━━━━━ Input data

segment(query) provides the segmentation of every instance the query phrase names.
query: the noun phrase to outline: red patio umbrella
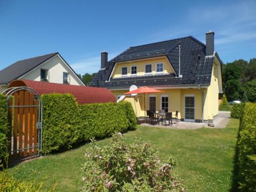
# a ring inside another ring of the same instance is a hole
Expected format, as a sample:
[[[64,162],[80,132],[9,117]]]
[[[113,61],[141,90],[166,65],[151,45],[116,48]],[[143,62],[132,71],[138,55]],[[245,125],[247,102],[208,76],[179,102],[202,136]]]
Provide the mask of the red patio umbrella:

━━━━━━━━━━

Written request.
Convert the lines above into a JSON list of strings, one string per line, without blank lines or the picture.

Answer.
[
  "segment(query) provides the segmentation of every instance the query phrase names.",
  "query: the noun phrase to outline: red patio umbrella",
  "# a ring inside another ring of the same instance is a hole",
  "Expected format, as a sample:",
  "[[[64,162],[80,132],[9,117]]]",
  "[[[113,61],[141,90],[166,65],[151,45],[116,48]],[[143,62],[132,71],[138,55]],[[245,125],[247,102],[208,76],[179,102],[202,136]]]",
  "Provide the mask of the red patio umbrella:"
]